* [Set task] Reproduce the lines from the one containing "Can you spot the cream" up to and including the one containing "x=104, y=116", switching "stucco" to "plaster" and leaving everything else as it is.

* [Record set]

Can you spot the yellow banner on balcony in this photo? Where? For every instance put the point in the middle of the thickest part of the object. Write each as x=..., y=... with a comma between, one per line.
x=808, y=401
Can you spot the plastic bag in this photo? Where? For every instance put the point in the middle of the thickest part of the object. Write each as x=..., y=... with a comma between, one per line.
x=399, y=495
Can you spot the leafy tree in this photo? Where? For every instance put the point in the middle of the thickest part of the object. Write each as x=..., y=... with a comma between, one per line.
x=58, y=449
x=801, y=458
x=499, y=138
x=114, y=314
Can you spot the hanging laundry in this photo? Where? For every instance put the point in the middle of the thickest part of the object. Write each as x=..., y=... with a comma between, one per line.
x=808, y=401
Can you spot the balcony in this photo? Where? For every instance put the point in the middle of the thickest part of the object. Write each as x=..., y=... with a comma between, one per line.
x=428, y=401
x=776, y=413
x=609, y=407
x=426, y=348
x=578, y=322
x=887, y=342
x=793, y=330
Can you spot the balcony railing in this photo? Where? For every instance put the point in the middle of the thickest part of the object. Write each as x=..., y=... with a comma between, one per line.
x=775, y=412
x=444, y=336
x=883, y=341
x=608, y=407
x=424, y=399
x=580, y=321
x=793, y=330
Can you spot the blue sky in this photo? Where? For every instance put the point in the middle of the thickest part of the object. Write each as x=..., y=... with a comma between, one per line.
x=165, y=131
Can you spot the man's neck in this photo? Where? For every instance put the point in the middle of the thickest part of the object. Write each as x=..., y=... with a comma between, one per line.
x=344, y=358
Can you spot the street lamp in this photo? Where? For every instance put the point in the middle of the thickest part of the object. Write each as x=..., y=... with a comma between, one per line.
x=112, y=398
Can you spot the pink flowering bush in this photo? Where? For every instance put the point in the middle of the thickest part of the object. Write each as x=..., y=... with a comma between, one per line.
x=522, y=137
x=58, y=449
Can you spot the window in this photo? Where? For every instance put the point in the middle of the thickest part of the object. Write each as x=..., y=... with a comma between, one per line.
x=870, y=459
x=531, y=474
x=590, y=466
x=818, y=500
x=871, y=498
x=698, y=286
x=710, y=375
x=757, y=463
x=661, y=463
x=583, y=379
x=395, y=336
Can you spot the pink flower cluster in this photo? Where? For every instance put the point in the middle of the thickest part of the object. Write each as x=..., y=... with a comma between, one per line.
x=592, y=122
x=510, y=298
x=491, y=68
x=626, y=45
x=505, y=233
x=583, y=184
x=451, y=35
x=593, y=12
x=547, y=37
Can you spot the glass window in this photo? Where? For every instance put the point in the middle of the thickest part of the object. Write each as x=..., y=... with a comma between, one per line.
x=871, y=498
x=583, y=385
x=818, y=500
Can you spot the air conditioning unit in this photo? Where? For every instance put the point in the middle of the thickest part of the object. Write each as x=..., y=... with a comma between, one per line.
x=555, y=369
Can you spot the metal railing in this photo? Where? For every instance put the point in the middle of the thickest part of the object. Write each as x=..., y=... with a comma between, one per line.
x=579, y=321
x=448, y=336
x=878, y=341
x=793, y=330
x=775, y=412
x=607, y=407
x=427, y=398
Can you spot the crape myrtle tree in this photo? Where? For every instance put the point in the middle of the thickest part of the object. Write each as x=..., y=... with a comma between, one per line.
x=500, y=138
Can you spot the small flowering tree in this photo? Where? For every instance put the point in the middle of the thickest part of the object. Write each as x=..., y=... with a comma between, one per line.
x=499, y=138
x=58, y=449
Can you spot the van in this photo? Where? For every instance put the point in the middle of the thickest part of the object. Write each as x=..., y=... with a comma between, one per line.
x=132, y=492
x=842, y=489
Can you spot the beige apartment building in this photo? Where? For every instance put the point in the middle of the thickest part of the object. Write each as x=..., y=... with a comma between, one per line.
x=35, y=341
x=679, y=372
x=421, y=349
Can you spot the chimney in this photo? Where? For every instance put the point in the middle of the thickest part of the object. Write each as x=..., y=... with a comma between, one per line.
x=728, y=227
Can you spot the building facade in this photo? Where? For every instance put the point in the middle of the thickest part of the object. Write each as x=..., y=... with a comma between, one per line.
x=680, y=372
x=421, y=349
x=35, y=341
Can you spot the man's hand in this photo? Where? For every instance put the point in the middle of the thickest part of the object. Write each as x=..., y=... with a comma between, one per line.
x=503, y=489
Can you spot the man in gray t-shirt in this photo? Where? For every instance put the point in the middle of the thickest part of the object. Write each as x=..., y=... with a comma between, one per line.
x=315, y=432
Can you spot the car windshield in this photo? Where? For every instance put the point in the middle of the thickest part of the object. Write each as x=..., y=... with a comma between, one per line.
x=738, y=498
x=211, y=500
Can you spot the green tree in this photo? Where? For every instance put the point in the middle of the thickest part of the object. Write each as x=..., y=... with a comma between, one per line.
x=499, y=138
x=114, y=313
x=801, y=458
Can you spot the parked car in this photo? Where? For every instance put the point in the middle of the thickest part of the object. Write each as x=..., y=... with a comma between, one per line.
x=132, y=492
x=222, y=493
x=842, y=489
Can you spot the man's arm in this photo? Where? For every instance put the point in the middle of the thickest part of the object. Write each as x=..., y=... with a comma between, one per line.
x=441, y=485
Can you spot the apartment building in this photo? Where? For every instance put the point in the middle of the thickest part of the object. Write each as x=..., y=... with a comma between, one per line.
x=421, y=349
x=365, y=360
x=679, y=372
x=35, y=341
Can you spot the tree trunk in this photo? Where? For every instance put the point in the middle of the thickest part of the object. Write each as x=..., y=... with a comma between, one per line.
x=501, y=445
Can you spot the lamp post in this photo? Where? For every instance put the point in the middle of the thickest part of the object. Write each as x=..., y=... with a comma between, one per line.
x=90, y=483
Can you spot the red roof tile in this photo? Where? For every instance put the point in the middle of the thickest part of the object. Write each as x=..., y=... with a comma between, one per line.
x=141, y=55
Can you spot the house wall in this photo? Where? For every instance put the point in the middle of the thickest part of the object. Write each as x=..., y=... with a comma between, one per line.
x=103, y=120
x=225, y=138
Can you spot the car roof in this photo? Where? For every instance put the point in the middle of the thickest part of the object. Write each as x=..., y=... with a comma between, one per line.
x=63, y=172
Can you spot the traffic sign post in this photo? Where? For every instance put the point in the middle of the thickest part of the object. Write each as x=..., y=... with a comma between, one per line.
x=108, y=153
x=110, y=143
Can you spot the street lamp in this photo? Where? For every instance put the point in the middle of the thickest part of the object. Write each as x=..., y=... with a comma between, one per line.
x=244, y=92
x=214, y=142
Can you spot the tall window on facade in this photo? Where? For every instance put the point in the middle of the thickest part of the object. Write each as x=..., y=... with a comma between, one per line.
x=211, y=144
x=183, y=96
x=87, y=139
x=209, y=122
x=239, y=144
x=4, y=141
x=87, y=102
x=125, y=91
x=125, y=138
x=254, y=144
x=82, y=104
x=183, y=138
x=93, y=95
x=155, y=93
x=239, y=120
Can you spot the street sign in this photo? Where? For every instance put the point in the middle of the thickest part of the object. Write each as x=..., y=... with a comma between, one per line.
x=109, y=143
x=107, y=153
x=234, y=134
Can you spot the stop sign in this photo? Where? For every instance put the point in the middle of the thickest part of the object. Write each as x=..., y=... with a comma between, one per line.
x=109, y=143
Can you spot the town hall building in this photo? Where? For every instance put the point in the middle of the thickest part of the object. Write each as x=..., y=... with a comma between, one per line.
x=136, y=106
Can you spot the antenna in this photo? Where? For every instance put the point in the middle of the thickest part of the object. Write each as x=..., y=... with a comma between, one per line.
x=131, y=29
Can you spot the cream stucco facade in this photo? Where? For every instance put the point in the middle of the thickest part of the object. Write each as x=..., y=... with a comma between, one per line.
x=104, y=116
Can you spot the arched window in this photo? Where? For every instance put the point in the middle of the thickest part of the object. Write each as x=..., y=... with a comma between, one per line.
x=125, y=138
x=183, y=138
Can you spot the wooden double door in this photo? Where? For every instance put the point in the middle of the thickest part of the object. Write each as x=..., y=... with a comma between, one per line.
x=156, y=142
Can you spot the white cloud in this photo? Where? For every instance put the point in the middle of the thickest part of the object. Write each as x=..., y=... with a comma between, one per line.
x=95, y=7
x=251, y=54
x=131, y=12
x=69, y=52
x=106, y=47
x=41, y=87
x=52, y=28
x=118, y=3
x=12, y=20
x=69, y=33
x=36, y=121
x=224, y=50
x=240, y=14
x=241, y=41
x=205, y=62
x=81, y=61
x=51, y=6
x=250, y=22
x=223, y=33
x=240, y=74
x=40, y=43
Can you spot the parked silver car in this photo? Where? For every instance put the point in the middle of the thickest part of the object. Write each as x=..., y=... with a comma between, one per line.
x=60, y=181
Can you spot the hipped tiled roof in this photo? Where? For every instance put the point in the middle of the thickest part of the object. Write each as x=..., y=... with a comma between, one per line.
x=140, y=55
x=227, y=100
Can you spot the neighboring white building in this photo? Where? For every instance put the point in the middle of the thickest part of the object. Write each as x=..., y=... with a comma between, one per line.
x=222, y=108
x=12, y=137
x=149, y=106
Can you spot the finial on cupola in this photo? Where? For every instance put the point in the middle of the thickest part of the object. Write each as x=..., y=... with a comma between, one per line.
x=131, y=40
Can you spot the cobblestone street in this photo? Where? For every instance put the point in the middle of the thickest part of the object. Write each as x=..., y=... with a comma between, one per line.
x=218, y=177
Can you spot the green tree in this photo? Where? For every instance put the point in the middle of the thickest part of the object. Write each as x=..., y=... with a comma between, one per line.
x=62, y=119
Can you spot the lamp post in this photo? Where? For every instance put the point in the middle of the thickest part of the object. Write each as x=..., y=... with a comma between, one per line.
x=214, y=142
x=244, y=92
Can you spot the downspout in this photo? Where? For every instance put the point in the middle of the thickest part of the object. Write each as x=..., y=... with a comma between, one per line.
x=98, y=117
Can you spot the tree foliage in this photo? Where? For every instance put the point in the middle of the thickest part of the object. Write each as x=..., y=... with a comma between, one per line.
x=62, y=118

* [Result for this task]
Can you spot the cream plaster facade in this photo? Where? For every instance put the point in the middle of the thickest part of the object. Write each as x=..., y=... with a comma between, one per line.
x=104, y=116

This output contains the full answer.